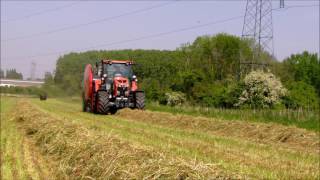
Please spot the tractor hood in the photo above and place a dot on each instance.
(121, 86)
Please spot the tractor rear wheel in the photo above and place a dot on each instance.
(140, 100)
(102, 102)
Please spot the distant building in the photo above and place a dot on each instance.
(20, 83)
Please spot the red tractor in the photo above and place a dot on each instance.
(109, 86)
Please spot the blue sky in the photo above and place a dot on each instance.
(295, 29)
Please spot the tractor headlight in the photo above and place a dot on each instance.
(134, 77)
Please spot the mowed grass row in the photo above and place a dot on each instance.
(18, 159)
(307, 119)
(234, 155)
(80, 152)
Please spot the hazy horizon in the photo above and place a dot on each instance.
(53, 28)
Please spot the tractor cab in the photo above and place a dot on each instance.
(110, 86)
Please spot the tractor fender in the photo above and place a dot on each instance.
(87, 82)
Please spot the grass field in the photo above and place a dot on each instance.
(55, 139)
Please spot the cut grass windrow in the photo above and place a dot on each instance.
(18, 161)
(188, 138)
(82, 153)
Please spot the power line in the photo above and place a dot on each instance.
(39, 13)
(135, 39)
(138, 38)
(87, 23)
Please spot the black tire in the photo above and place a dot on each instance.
(113, 110)
(140, 100)
(102, 102)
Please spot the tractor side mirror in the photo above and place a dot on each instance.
(134, 78)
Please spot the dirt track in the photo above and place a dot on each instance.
(157, 145)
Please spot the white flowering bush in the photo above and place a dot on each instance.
(261, 90)
(175, 98)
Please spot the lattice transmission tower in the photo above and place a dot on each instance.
(258, 28)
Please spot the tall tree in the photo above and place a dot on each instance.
(13, 74)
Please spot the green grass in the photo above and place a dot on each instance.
(300, 118)
(232, 154)
(12, 159)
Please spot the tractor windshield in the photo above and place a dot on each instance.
(118, 69)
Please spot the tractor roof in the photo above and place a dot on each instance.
(109, 61)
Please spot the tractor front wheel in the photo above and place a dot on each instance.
(140, 100)
(102, 102)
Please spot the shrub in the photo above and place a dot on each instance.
(301, 95)
(261, 90)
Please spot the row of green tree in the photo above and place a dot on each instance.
(206, 72)
(10, 74)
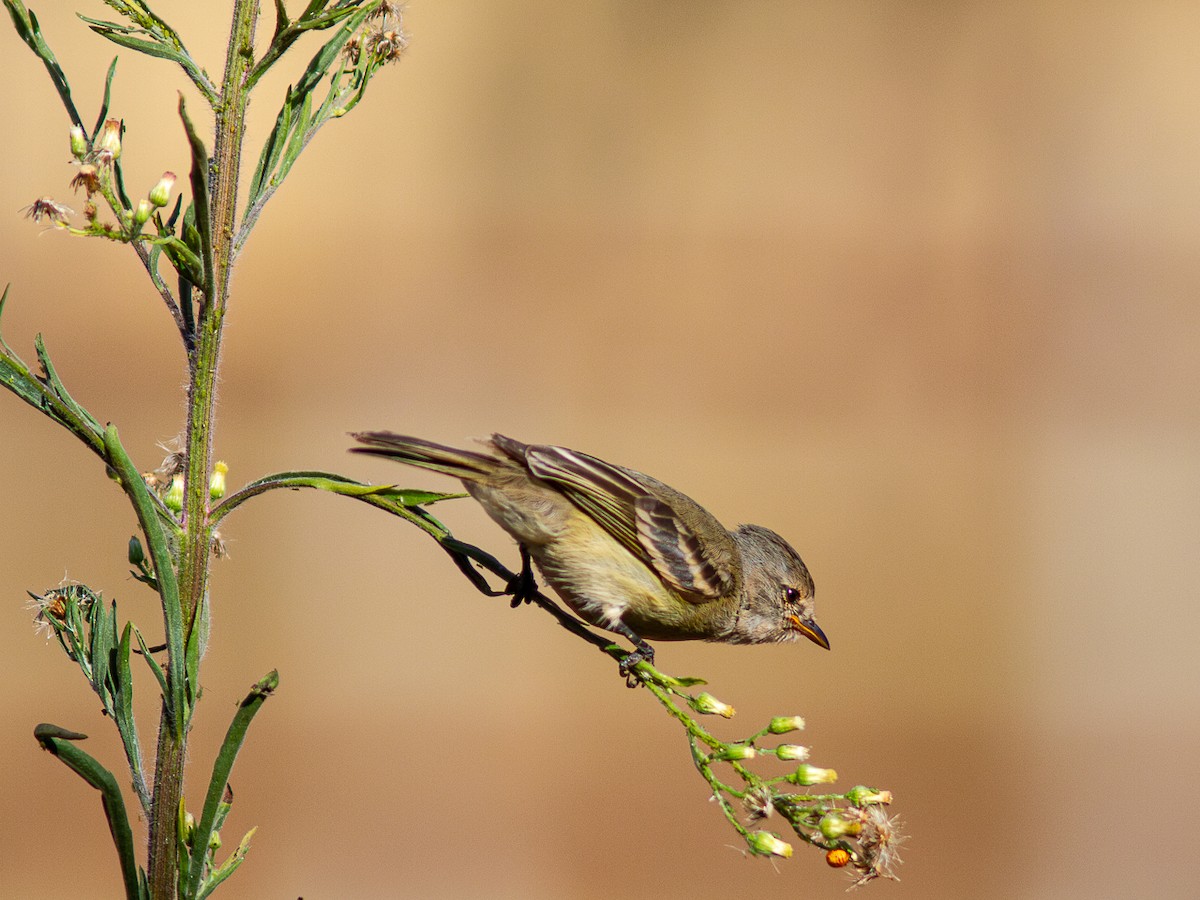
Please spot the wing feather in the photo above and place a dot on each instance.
(646, 517)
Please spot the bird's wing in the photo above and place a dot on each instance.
(681, 541)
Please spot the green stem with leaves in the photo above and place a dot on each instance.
(205, 357)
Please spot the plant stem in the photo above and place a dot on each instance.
(195, 550)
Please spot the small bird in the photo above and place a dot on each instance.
(627, 552)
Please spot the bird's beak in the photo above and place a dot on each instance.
(810, 629)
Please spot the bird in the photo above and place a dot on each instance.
(624, 551)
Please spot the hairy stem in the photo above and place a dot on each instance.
(193, 552)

----

## GIVEN TASK
Rescale the data starting at the line that contains "Please spot the tall" and ending at the last line of the data: write each of those lines out again, wording lines included, with every dot coordinate multiplied by 2.6 and rounded to a whole number, halves going up. Leave the picture lines out of your answer.

## EXPECTED OUTPUT
Please spot the tall tree in the photo above and place a dot on each instance.
(34, 192)
Please spot the green grass in the photo above and place a dot on each instance.
(780, 307)
(603, 400)
(31, 413)
Please spot the tractor windshield in the photo above and place a dot on each instance.
(307, 179)
Please spot the tractor roof in the photo above and place a dot on each instance.
(283, 159)
Please spot the tractor front wheel in the photo above and place a dot on each instance.
(364, 260)
(265, 265)
Please spot the shrub in the photo above and place a dot on each instance.
(783, 247)
(679, 234)
Please spot the row of green tree in the photo above and place a dot on each instance.
(536, 187)
(26, 192)
Please spot the wing feather in the photo above and place a dot on each instance.
(1680, 1344)
Please spot the bird's wing in the photo above and place a dot on each instance.
(1771, 1407)
Please spot the green stem with leaves in the photo above and place a dot on each instance.
(533, 928)
Please spot the plant stem in the photo above and place a dot on each instance.
(507, 1430)
Please spot the small bird in the photo above and place a dot on each instance.
(1630, 1435)
Please spot the bird's beak in the photo above and place a dot on each instance.
(2106, 1635)
Please spot the bird in the photo above and place a dot on each instance.
(1622, 1433)
Please spot the hairy stem in the photo above and place a dot on each instance.
(502, 1435)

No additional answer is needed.